Output the lines below as a JSON list of strings with one string for each line, skipping any blank lines. Leave the pictures out of the answer.

— Start of Supplied records —

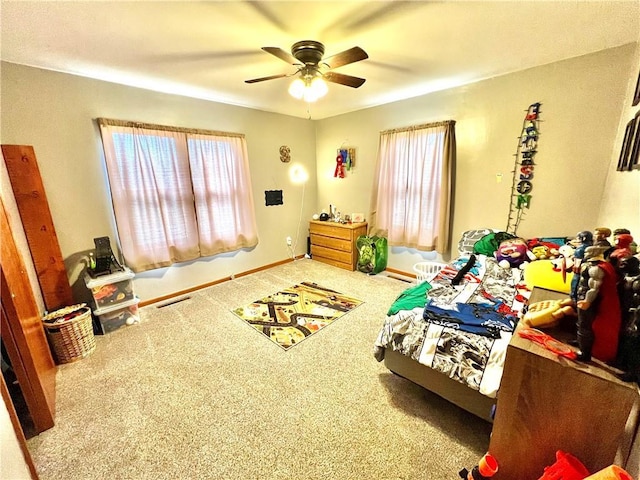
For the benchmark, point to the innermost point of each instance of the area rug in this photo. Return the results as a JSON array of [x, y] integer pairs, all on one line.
[[289, 316]]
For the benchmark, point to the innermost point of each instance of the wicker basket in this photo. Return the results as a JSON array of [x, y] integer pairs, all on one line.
[[426, 271], [70, 333]]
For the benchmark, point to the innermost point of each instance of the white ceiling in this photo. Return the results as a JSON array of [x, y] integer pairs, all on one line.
[[207, 49]]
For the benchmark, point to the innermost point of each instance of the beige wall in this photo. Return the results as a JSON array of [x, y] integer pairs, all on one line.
[[55, 113], [582, 100], [620, 206]]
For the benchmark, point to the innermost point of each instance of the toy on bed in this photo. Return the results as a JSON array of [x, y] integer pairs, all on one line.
[[454, 342], [548, 313], [514, 253], [598, 302]]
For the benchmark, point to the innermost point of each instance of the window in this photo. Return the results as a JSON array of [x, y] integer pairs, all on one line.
[[177, 194], [412, 186]]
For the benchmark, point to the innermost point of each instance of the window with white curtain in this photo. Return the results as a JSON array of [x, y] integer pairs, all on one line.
[[177, 194], [412, 191]]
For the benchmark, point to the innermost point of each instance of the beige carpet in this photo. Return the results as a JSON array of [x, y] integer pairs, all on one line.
[[192, 392]]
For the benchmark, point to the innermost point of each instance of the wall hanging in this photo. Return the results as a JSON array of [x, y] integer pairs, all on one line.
[[630, 151], [285, 154], [344, 161], [524, 166]]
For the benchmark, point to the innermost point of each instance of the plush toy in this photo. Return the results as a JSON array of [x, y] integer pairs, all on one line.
[[513, 253]]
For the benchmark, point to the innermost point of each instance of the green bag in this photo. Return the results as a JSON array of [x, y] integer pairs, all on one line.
[[372, 254]]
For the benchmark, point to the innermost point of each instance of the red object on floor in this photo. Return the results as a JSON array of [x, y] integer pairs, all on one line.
[[567, 467]]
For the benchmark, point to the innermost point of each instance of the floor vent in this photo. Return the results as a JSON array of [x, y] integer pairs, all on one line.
[[173, 302]]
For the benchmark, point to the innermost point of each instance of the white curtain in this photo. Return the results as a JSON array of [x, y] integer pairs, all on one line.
[[412, 191], [176, 195], [223, 195]]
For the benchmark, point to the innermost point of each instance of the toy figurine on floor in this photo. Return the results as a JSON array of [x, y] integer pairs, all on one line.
[[598, 305], [583, 240], [629, 350]]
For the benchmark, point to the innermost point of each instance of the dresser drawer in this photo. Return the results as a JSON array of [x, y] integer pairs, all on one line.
[[330, 230], [331, 242]]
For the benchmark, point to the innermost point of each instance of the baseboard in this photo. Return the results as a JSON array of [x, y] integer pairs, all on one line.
[[171, 296]]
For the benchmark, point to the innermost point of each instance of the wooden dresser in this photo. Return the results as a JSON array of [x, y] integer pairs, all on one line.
[[547, 403], [335, 243]]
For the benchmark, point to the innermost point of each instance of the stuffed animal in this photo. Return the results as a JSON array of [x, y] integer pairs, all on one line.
[[513, 253]]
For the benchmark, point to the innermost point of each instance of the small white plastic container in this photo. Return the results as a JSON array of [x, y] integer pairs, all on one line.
[[117, 316], [426, 271]]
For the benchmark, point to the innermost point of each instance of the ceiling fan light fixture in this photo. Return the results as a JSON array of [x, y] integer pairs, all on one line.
[[308, 89]]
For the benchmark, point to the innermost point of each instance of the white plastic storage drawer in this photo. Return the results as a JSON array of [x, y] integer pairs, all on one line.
[[110, 290], [112, 318]]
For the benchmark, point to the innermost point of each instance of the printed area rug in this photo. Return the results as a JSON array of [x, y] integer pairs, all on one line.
[[291, 315]]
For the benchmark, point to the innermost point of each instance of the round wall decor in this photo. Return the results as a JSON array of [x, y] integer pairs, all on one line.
[[285, 154]]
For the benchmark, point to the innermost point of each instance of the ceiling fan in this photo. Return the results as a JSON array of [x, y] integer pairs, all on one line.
[[307, 56]]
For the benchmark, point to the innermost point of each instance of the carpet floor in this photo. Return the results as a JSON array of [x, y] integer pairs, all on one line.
[[192, 392]]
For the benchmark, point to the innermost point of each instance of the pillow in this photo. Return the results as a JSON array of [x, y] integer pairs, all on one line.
[[469, 239]]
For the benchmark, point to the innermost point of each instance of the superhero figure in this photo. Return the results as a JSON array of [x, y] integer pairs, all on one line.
[[599, 315], [580, 243]]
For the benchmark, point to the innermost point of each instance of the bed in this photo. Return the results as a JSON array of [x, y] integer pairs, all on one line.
[[450, 334]]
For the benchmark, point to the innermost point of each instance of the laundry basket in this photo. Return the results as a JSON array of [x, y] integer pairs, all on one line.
[[426, 271], [70, 333]]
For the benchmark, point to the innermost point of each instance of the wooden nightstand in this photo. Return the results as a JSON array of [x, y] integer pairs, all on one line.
[[335, 243]]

— End of Supplied records —

(Correct response):
[
  "For the benchmark, point to the innermost point of each instance of the area rug in this photo. Return the results as a JSON array of [x, y] integer pairs, all on one line.",
  "[[289, 316]]",
  "For the benchmark, point to the innermost point of each instance of the wicker basket in this photo. Return the results as a JSON array of [x, y] integer pairs, all on one line.",
  "[[426, 271], [70, 333]]",
  "For the benchmark, point to the innermost point of each instance of the white ceiling in this photo. Return the results as a JSON array of [x, y] integer pairs, all on one line.",
  "[[207, 49]]",
  "For the benchmark, point to the innermost point of each instance of the beige wall in this photo. Return the results as a JSON array of [x, y] integer pairs, all on one line.",
  "[[55, 113], [582, 100], [620, 206]]",
  "For the benchmark, point to the innermost point of each instance of the toy on bed in this photo. Return the results as a JSON array of [x, y] integer pairs, all on one line.",
  "[[454, 342], [548, 313], [514, 253], [598, 302]]",
  "For the benchmark, point to the innermost point of each instance of the window in this photo. Return the results as a JSON array of [x, y] integer pairs, all on one line.",
  "[[177, 194], [412, 186]]",
  "For the benchmark, point to the innermost point of each instance of the window with white curtain in this photo. Return the results as a JSON array of [x, y] integer pairs, all on one line.",
  "[[177, 194], [412, 191]]",
  "For the benchmark, point to the innermost point of each instance of the beige carpet in this photo. Return the results as a JSON array of [x, y] integer pairs, all on one line.",
  "[[192, 392]]",
  "For the benchmark, point to the innermost point of each instance of the wall hanging in this photo. Return the results as a JSON array of [x, y] integer pairs, all on one line.",
  "[[630, 151], [285, 154], [344, 161], [524, 166]]",
  "For the benchmark, point to the innermost point of each instance of the plush toy in this photo. Return the results as a JSON array of [x, y] integer pairs, all on one line.",
  "[[513, 253]]",
  "For the benchmark, point to the innermost point of each instance of the green bag in this photo. Return the results as a JSON array of [x, y] integer pairs, all on one line.",
  "[[372, 254]]",
  "For the benchmark, point to the innermost point of each instance of the red object on floor in this photo. Return the results as a JSON array of [x, y] integer pairs, all on one line.",
  "[[567, 467]]",
  "For the benchmark, point to the innermost point of each instance of the floor vent in this photo. Return the results as a JSON array of [x, y] integer pairs, all on one line.",
  "[[173, 302]]",
  "For the benchmark, point to the innermost point of each instance of the white curtain in this photo. Return the results as a JSON array of [x, y] integer pairs, all on one line.",
  "[[412, 191], [176, 195], [223, 195]]",
  "For the benchmark, point to the innermost point of each instance of the toy figurine on floor in this photo. Return the results as a JSON array of [x, y] integer pairs, all on one line.",
  "[[598, 305], [583, 240], [629, 350]]",
  "For the benchmark, point to the innermost point of each instance of the dresser drawer in this photo. Return the results as a JSON array of [x, y] integer pairs, all on one line.",
  "[[330, 230], [331, 242]]",
  "For the benchmark, point to the innermost point of each instance of the baseboard in this photo. Return the results as a JSON array of [x, y] integer pairs, all on one line.",
  "[[171, 296]]",
  "For the benchmark, point to the innermost point of each instance of the wooden dresser in this photo. Return the results as a JSON array of [x, y] integer pairs, all on one line.",
  "[[547, 403], [335, 243]]",
  "For the benchmark, point to the innermost point of each instance of the stuffed animal in this photo. Return the results as a JSON array of [x, y] integer pairs, all on one line.",
  "[[513, 253]]",
  "For the benchmark, point to the innermost point of each instance of the small white plastic container in this photo. Return the results as a JSON array of [x, y] integer pairs, all on one line.",
  "[[117, 316], [426, 271]]",
  "For the benchmark, point to the innermost point of each instance of the ceiling fan light fixture in this photo. Return the results as a JSON array of [x, y] integer pairs, all on one line.",
  "[[308, 89]]",
  "For the benchmark, point to the innermost point of each instance of the white plastic storage drawer in this photo. Return the results as a JSON array of [x, y] integer pairs, all on one line.",
  "[[110, 290], [112, 318]]",
  "For the benchmark, point to the innermost point of each instance of the printed area rug in this photo. Return the results as a JSON array of [x, y] integer pairs, all on one line.",
  "[[291, 315]]",
  "For the benchmark, point to the innermost point of each instance of the round wall decor in this photo. Return the results as a JSON array of [x, y] integer pairs, all on one line.",
  "[[285, 154]]",
  "For the benchmark, point to the innermost point of each instance of the ceiling fan in this photo. Return the results as a JSON array of [x, y] integer pairs, all on one line.",
  "[[307, 56]]",
  "For the benchmark, point to the innermost point of each instance of the carpet floor in this photo. Return the results as a JSON array of [x, y] integer pairs, all on one line.",
  "[[192, 392]]",
  "For the benchmark, point to the innermost point of each instance of the pillow in this photo. Return the results as a JSON array of [x, y] integer pairs, all on one line.",
  "[[469, 239]]",
  "For the benchmark, point to the innermost point of each instance of the superhero figure in this photo. Return the results as a JSON array of [x, y] integer pairs, all on one line.",
  "[[599, 315], [580, 243]]",
  "For the benchmark, point to the innermost point of each instance of the bed in this photo. Return the results as a JSON array of [x, y] integer pairs, all on one line.",
  "[[450, 334]]",
  "For the benchmark, point to the innermost point of each instance of the laundry basket in this photo. Return the results as a JSON array of [x, y] integer pairs, all on one line.",
  "[[426, 271], [70, 333]]",
  "For the benchmark, point to the innermost point of each instance of the wooden nightstand in this photo. Return the results as a JSON array of [x, y] integer pairs, all on one line.",
  "[[335, 243]]"
]